Exercise aim:
After locating the line with "pin: green dome" in the data that follows, return it and every later line exactly, up to and including the line with "Target: illuminated building facade".

[Stored data entries]
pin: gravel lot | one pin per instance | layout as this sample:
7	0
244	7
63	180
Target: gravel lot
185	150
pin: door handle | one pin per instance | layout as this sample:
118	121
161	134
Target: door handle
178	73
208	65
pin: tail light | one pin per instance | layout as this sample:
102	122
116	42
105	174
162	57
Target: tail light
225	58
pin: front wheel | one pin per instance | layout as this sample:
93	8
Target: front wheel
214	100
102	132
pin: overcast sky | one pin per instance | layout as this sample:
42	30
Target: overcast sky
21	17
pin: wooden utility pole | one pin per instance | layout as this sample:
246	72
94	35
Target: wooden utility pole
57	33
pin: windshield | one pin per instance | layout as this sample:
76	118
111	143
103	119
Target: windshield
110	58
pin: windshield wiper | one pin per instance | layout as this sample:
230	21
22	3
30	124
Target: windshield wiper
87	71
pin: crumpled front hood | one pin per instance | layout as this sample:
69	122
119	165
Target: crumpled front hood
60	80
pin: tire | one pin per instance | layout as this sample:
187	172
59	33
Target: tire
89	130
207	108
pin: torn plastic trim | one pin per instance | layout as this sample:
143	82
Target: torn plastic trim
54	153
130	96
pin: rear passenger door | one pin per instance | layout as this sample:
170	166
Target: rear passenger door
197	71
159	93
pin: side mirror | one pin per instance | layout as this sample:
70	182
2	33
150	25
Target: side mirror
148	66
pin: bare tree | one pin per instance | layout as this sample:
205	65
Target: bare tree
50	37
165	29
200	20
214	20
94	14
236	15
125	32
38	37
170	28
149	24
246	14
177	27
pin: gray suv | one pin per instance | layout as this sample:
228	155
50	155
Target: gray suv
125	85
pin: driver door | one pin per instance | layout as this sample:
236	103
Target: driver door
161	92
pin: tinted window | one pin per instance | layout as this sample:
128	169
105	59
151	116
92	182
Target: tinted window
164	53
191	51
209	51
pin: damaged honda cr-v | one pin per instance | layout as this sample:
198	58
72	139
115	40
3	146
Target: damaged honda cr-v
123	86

* * *

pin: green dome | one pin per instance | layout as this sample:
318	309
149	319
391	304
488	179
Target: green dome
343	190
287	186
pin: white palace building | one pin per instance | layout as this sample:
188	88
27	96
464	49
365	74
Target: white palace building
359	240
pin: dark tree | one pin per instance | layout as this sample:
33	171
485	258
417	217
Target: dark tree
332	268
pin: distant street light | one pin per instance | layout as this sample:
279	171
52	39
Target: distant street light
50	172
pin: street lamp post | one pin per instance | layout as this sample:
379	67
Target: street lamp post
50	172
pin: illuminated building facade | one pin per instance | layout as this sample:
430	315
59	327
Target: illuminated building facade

--

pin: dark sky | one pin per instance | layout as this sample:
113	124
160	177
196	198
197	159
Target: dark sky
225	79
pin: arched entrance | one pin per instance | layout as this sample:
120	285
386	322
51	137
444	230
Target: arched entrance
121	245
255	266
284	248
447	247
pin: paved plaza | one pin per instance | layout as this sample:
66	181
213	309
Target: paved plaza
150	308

Answer space:
pin: green dome | one pin per instance | layout as this sample:
318	309
149	319
391	304
488	179
Target: green dome
343	190
287	186
pin: white palace building | one pin per instance | layout as this sample:
188	88
27	96
464	49
365	74
Target: white palace building
359	240
pin: dark tree | one pin per instance | layout as this sample:
33	171
485	258
417	217
Target: dark tree
332	268
pin: distant street light | one pin per instance | layout as this sample:
279	171
52	39
Target: distant street light
50	172
pin: street lamp post | one pin per instance | layout as this sample:
379	67
Target: street lamp post
50	172
pin: illuminated building facade | one pin per instance | layout as this sample:
430	315
59	327
Target: illuminated building facade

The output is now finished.